Tugas Latihan »
- a) Dalam teks tentang harga timah, siapa yang menjabat Ketua Perhimpunan Ahli Pertambangan (Perhapi)?
- b) Salin bagian teks tentang harga timah yang dimulai dengan "Meskipun TINS baru-baru" dan berlanjut sampai "23 April 2024.".

Teks Halaman »
== == ==

KABARBURSA.COM - Penguatan harga timah dunia membawa potensi keuntungan bagi perusahaan timah nasional seperti PT Timah Tbk (TINS). Meskipun harga timah di London Metal Exchange (LME) mengalami penurunan 3,1 persen setelah mencapai rekor tertinggi bulan ini, tetapi tetap berada pada level yang stabil tinggi di atas USD30.000 per ton.
Meskipun TINS baru-baru ini terkena kasus korupsi, Ketua Perhimpunan Ahli Pertambangan (Perhapi), Rizal Kasli, menyatakan bahwa ini tidak akan menghambat perseroan dalam meraih keuntungan seiring dengan penguatan harga timah. Dia menegaskan bahwa TINS adalah salah satu perusahaan yang memiliki kemampuan untuk memproduksi timah, karena telah mendapatkan persetujuan rencana kerja dan anggaran biaya (RKAB) dari Kementerian Energi dan Sumber Daya Mineral (ESDM).
“Ya [kasus korupsi TINS tidak memengaruhi kinerja], manajemennya juga sudah berganti. Harusnya peluang ini bisa dimanfaatkan secara maksimal untuk memanfaatkan peluang ini,” ujar Rizal saat dihubungi, Selasa 23 April 2024.
“Bagi yang bisa berproduksi akan mendulang keuntungan yang lumayan besar dengan kenaikan harga timah dunia, terutama TINS, akan sangat diuntungkan dengan kenaikan harga.” Namun, Rizal mengatakan, potensi laba TINS bergantung pada beban operasional yang dibayarkan. Apalagi, terdapat peningkatan biaya transportasi dan bahan bakar (energi) imbas ketegangan antara Iran dan Israel.

== == ==

Data yang Diberikan »
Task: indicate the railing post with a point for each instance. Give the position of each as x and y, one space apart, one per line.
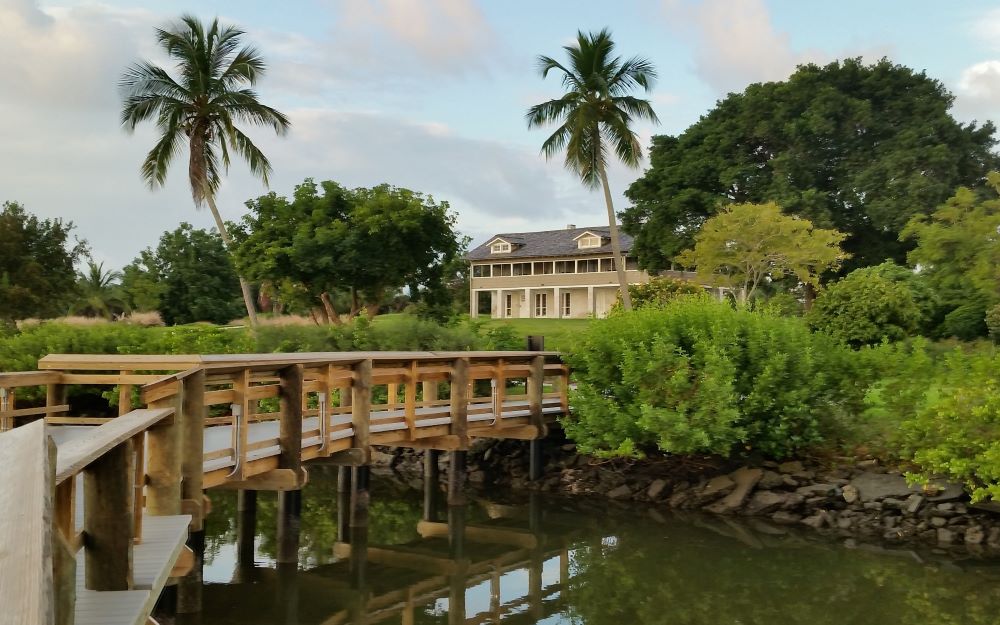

== == ==

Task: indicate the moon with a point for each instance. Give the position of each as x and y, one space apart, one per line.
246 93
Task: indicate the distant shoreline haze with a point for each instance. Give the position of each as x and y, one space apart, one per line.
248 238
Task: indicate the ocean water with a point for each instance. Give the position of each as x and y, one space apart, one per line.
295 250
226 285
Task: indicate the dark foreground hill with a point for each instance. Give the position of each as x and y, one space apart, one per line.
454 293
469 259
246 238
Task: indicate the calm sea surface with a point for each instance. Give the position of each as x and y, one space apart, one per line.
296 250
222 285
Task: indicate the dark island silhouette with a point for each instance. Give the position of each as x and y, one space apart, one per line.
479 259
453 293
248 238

== == ==

Jawaban Tugas »
- a) Rizal Kasli.

- b)
Meskipun TINS baru-baru ini terkena kasus korupsi, Ketua Perhimpunan Ahli Pertambangan (Perhapi), Rizal Kasli, menyatakan bahwa ini tidak akan menghambat perseroan dalam meraih keuntungan seiring dengan penguatan harga timah. Dia menegaskan bahwa TINS adalah salah satu perusahaan yang memiliki kemampuan untuk memproduksi timah, karena telah mendapatkan persetujuan rencana kerja dan anggaran biaya (RKAB) dari Kementerian Energi dan Sumber Daya Mineral (ESDM).
“Ya [kasus korupsi TINS tidak memengaruhi kinerja], manajemennya juga sudah berganti. Harusnya peluang ini bisa dimanfaatkan secara maksimal untuk memanfaatkan peluang ini,” ujar Rizal saat dihubungi, Selasa 23 April 2024.